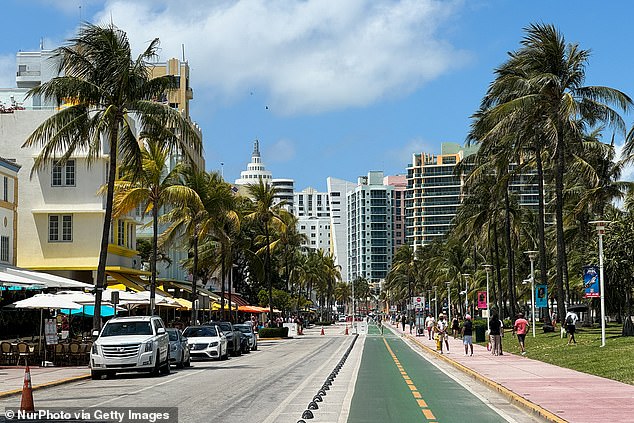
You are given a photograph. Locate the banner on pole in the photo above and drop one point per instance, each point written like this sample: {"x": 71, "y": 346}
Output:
{"x": 591, "y": 282}
{"x": 541, "y": 296}
{"x": 482, "y": 300}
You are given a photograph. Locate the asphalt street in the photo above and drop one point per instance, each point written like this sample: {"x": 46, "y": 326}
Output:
{"x": 249, "y": 388}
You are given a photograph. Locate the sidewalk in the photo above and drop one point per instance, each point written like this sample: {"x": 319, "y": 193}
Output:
{"x": 556, "y": 393}
{"x": 12, "y": 378}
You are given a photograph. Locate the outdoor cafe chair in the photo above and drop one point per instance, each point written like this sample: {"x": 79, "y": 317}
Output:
{"x": 75, "y": 353}
{"x": 24, "y": 352}
{"x": 7, "y": 353}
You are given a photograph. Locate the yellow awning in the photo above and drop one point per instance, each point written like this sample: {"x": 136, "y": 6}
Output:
{"x": 185, "y": 304}
{"x": 125, "y": 281}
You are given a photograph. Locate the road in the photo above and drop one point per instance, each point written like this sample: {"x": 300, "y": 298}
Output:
{"x": 383, "y": 380}
{"x": 249, "y": 388}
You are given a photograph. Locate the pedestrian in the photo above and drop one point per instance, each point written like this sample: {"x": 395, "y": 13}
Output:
{"x": 571, "y": 322}
{"x": 430, "y": 322}
{"x": 467, "y": 334}
{"x": 495, "y": 332}
{"x": 442, "y": 327}
{"x": 520, "y": 327}
{"x": 455, "y": 327}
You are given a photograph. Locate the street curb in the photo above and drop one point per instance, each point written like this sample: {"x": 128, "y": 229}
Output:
{"x": 518, "y": 399}
{"x": 45, "y": 385}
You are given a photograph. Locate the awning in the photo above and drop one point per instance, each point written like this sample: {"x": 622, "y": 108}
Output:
{"x": 40, "y": 278}
{"x": 252, "y": 309}
{"x": 188, "y": 287}
{"x": 127, "y": 281}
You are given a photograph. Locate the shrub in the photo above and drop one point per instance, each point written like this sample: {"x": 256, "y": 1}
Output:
{"x": 273, "y": 333}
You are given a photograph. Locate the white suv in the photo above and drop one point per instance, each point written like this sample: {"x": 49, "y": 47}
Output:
{"x": 130, "y": 344}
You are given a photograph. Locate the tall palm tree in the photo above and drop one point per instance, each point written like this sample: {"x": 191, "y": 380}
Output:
{"x": 109, "y": 89}
{"x": 191, "y": 224}
{"x": 266, "y": 215}
{"x": 152, "y": 186}
{"x": 550, "y": 95}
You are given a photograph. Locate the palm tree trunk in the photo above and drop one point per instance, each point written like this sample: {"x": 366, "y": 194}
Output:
{"x": 222, "y": 282}
{"x": 100, "y": 283}
{"x": 543, "y": 259}
{"x": 509, "y": 251}
{"x": 194, "y": 317}
{"x": 559, "y": 216}
{"x": 498, "y": 271}
{"x": 153, "y": 258}
{"x": 267, "y": 270}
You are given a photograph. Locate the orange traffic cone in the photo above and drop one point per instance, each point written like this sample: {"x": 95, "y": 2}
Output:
{"x": 27, "y": 392}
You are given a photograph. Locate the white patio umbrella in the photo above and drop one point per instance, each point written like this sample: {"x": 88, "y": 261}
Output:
{"x": 46, "y": 301}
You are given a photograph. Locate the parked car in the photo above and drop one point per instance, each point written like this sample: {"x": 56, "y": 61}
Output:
{"x": 233, "y": 337}
{"x": 130, "y": 344}
{"x": 206, "y": 341}
{"x": 179, "y": 348}
{"x": 247, "y": 331}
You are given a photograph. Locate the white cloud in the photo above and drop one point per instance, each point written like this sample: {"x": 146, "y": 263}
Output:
{"x": 280, "y": 152}
{"x": 7, "y": 71}
{"x": 308, "y": 56}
━━━━━━━━━━━━━━━━
EXERCISE -
Rewrite all of the records above with every occurrence of "photograph" changed to "image", leaving the rest of the wording intact. Omit the pictures from your answer.

ANSWER TO THIS PROBLEM -
You are given a image. Locate the banner on pole in the photo above and drop one point per instance, each point written like this sample: {"x": 71, "y": 346}
Output:
{"x": 591, "y": 282}
{"x": 541, "y": 296}
{"x": 482, "y": 300}
You are given a image. Locate the asphalt street in the photo above and drop one point per instance, each point written like this sample: {"x": 46, "y": 326}
Output:
{"x": 249, "y": 388}
You are given a image. Locate the sidewalk in the photo above and drop one point per instance, each point written like this sample: {"x": 319, "y": 193}
Output:
{"x": 556, "y": 393}
{"x": 12, "y": 378}
You are given a image. Locate the outdoor cafe chair in the photo above and drop one point per instance, each point written like this sample: {"x": 79, "y": 317}
Output:
{"x": 75, "y": 353}
{"x": 24, "y": 352}
{"x": 7, "y": 353}
You are given a image. Locate the yellow awning in the photo above and drop one point per instance, each point written like this sample: {"x": 136, "y": 6}
Output:
{"x": 185, "y": 304}
{"x": 125, "y": 281}
You are given a image. Locate the road in the photo above and drop one point per instance, each point written like this sample: {"x": 300, "y": 298}
Output:
{"x": 383, "y": 380}
{"x": 249, "y": 388}
You are given a image. Locate the pedestrian in the photo above and drop one point per instance, each point written like this sample: {"x": 395, "y": 13}
Output:
{"x": 571, "y": 322}
{"x": 430, "y": 322}
{"x": 467, "y": 334}
{"x": 495, "y": 332}
{"x": 442, "y": 327}
{"x": 520, "y": 327}
{"x": 455, "y": 327}
You are given a image. Locate the street curb in the photo above and drop one point per instance, each point written like this sample: {"x": 128, "y": 229}
Output:
{"x": 518, "y": 399}
{"x": 45, "y": 385}
You are given a image. Locate the awning in the photo above and drop one point per instance, each point written like this sample: {"x": 622, "y": 108}
Output:
{"x": 40, "y": 278}
{"x": 252, "y": 309}
{"x": 188, "y": 287}
{"x": 127, "y": 281}
You are given a image. Locate the shrub in the photo above and drop one point per instance, each point written like this sample: {"x": 256, "y": 1}
Output:
{"x": 273, "y": 333}
You are given a image. Locate the white suv in the photo above and drop one point per instance, each point written like this sample: {"x": 49, "y": 47}
Output:
{"x": 130, "y": 344}
You are given a image. Locate the tall palm tree in the photo above and drop one point per instance, each point written like this sample: {"x": 191, "y": 380}
Output:
{"x": 109, "y": 89}
{"x": 191, "y": 224}
{"x": 266, "y": 215}
{"x": 152, "y": 186}
{"x": 550, "y": 95}
You are given a image. Locate the palm tree trunk in the photo above and drop one point per instance, each point written like this sample: {"x": 366, "y": 194}
Output:
{"x": 222, "y": 282}
{"x": 100, "y": 283}
{"x": 543, "y": 259}
{"x": 509, "y": 251}
{"x": 194, "y": 317}
{"x": 559, "y": 216}
{"x": 498, "y": 271}
{"x": 153, "y": 258}
{"x": 267, "y": 270}
You are given a image. Locate the orange traffic cone in the photo above and drop one point per instance, each point written like this sample: {"x": 95, "y": 2}
Output:
{"x": 27, "y": 392}
You are given a image. Locate the white patio umbrella in the photo above and drop one point per instance, each point written like this sample: {"x": 88, "y": 261}
Output:
{"x": 46, "y": 301}
You are given a image. Locate the parked car in the photo above and drop one point per instance, each point written like this sample: {"x": 56, "y": 61}
Output:
{"x": 233, "y": 337}
{"x": 130, "y": 344}
{"x": 206, "y": 341}
{"x": 179, "y": 348}
{"x": 247, "y": 331}
You are given a image. Locate the white cloud in the photo above and drop one point per instance, each point written like this sample: {"x": 146, "y": 263}
Output:
{"x": 280, "y": 152}
{"x": 7, "y": 71}
{"x": 308, "y": 56}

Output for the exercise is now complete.